* Travail à faire:
a) D'après le texte sur l'activation du diazote, comment évolue l'ordre de liaison de N₂ lors de sa double coordination par le super-acide de Lewis à deux centres bore ?
b) Reprenez le texte sur l'activation du diazote et poursuivez-le à la suite de sa dernière phrase.

* Texte présenté:
Nos adduits M–N₂/acide de Lewis se comportent comme des paires de Lewis frustrées (PLF), capables d’activer des liaisons fortes en conditions douces. En traitant nos complexes au bore avec des hydrosilanes et hydroboranes, nous avons démontré la coupure hétérolytique des liaisons Si–H et B–H, conduisant à des complexes silyl- et boryl-diazénido cationiques (Angew. Chem. Int. Ed. 2017 et Chem. Asian. J. 2024). Le diazote y est ainsi fonctionnalisé de manière contrôlée via des réactifs faiblement électrophiles.

Formation de liaison entre le diazote activé et le silicium ou le bore.
Cette approche a été étendue à des complexes nitrure de molybdène, produits par scission du N₂, soulignant le potentiel des systèmes à franchir les étapes clefs d’un cycle de fixation. De plus, nous avons mis en évidence une borylation catalytique de N₂ par le borane HB(C₆F₅)₂, via un mécanisme PLF. Dans le cas de complexes de tungstène riches en électrons, cette activation s’accompagne d’une addition formelle 1,3 de la liaison B–H sur le fragment M–N≡N (Chem. Eur. J. 2019 et Dalton Trans. 2021).
Ces résultats confortent le rôle important des interactions PLF dans la valorisation du diazote, et ouvrent la voie à une fonctionnalisation catalytique de N₂ à l’échelle moléculaire.
Au-delà des stratégies classiques de scission du diazote – chimiosorption sur métal (Haber-Bosch) ou activation par deux centres métalliques riches en électrons – notre équipe a exploré une troisième voie : l’activation de N₂ via des systèmes donneurs-accepteurs extrêmes.
Nous avons utilisé un super-acide de Lewis bifonctionnel comportant deux centres bore fortement électrophiles. Une étude combinée (structures cristallines, spectroscopie, DFT) a montré que la double coordination sur N₂ engendre une polarisation si marquée qu’elle conduit à une réduction à deux électrons du ligand diazote. Cette activation profonde se manifeste par un abaissement de l’ordre de liaison de 3 à 2, marquant une étape clé vers sa rupture hétérolytique (Chem. Sci. 2023).

Vers la coupure hétérolytique de N2
Ces résultats ouvrent une nouvelle piste vers des mécanismes de réduction du diazote, illustrant tout le potentiel des architectures donneur-accepteur pour dépasser les paradigmes actuels de la fixation de N₂.
Faire réagir le diazote avec des molécules organiques riches en électrons : mythe ou réalité ?

Éléments enregistrés:
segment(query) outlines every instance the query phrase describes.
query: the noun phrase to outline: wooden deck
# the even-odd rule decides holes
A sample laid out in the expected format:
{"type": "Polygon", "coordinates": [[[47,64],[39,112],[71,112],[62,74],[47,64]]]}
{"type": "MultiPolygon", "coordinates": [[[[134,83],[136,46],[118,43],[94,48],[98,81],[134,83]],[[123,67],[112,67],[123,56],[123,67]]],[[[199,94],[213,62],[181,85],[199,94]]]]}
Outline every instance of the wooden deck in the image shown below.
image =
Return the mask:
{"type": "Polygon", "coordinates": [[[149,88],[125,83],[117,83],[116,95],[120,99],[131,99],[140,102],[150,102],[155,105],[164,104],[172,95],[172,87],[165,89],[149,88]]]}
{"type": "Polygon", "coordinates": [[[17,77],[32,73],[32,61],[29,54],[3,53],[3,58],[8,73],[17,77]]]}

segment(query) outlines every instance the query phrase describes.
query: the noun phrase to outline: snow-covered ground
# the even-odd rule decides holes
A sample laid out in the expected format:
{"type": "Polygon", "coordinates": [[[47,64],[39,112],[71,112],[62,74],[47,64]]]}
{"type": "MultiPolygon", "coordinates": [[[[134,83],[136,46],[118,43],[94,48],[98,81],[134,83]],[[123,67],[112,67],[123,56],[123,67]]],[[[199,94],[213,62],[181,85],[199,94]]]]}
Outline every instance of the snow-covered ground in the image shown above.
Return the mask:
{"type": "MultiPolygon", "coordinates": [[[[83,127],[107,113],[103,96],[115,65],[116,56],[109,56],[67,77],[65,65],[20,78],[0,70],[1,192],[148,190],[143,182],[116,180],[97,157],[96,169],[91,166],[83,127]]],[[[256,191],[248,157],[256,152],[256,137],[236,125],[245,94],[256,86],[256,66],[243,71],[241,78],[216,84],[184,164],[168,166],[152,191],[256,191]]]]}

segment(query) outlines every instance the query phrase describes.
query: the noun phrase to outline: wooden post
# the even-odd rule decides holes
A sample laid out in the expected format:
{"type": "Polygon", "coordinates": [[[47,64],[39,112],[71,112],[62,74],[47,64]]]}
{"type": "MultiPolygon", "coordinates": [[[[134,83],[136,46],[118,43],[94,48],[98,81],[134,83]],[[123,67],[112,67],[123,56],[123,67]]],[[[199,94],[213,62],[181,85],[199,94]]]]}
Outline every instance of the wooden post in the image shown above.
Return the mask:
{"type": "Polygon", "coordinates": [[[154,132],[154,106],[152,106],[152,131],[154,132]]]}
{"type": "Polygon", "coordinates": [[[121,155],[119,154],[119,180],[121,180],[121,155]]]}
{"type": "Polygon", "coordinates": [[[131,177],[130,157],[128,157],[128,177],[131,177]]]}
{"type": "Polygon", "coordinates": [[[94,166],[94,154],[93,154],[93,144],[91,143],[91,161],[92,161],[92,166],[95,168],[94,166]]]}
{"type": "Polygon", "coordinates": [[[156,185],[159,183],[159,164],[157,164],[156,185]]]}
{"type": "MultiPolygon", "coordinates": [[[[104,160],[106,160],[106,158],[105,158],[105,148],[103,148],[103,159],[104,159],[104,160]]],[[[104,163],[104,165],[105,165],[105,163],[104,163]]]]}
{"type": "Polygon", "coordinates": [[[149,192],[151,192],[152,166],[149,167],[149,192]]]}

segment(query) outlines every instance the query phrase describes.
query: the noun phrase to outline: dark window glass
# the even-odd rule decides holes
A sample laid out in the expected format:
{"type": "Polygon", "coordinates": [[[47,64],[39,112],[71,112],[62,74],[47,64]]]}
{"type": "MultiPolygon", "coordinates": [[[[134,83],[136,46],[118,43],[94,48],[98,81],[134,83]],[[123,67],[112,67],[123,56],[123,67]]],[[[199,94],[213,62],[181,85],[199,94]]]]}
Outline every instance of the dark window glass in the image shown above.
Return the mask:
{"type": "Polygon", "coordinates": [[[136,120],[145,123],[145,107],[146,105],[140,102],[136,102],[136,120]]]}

* Réponses fournies:
a) L'ordre de liaison passe de 3 à 2.

b)
Contrairement au monoxyde de carbone (CO), qui réagit classiquement avec des nucléophiles, le diazote (N₂) agit plutôt comme un nucléophile terminal lorsqu’il est lié à un métal de transition, réagissant avec des électrophiles grâce à une densité électronique accrue transmise par le métal. Cette réactivité opposée à celle du CO soulève un intérêt fondamental, notamment dans le contexte de la fixation de l’azote.
Une série de publications anciennes sur le complexe [CpMn(CO)₂N₂] rapportait l’addition d’organolithiens sur le ligand N₂. Toutefois, faute de reproduction indépendante, la véracité de cette transformation était sujette à caution.
Nous avons réévalué cette problématique à partir de complexes bis(N₂) du groupe 6. Aucune attaque directe du N₂ n’a été observée avec les organolithiens, mais le méthyllithium permet la substitution d’un ligand N₂ par un groupe méthyle, formant des complexes trans-méthyl-N₂ anioniques (Eur. J. Inorg. Chem. 2020).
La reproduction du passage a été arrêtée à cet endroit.